*Work to be completed*. Give back exactly the lines of the data below, starting with the line that has "Exercise. Put one point on every instance of the thin" and going on through the line that has "Exercise. Put one point on every instance of the brown".

*Data for this task*.
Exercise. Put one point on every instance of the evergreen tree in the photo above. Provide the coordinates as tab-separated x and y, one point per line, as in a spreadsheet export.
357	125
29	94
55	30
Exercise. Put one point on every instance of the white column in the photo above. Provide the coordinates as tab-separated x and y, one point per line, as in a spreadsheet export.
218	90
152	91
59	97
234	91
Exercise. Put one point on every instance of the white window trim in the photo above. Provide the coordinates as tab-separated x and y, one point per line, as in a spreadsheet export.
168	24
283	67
---
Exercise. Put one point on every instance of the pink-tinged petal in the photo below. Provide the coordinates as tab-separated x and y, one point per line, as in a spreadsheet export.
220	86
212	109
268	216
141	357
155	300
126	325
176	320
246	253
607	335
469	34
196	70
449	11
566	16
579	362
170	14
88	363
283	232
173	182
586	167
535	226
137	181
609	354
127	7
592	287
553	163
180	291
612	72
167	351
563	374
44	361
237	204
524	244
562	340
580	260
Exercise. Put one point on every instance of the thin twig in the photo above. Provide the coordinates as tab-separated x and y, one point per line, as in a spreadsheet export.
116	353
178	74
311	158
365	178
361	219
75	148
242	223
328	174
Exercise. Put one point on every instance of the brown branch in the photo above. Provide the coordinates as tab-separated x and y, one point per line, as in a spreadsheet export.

*Finished task*.
Exercise. Put one point on every instance of the thin twig in the photo above. Provide the coordinates as tab-separated x and y, one point per line, as in a spreadsheet export.
116	353
178	74
311	158
365	178
361	219
75	148
242	223
328	174
Exercise. Put one point on every instance of the brown branch in the photo above. Provide the coordinates as tab-separated x and y, one point per line, as in a spreadsheet export.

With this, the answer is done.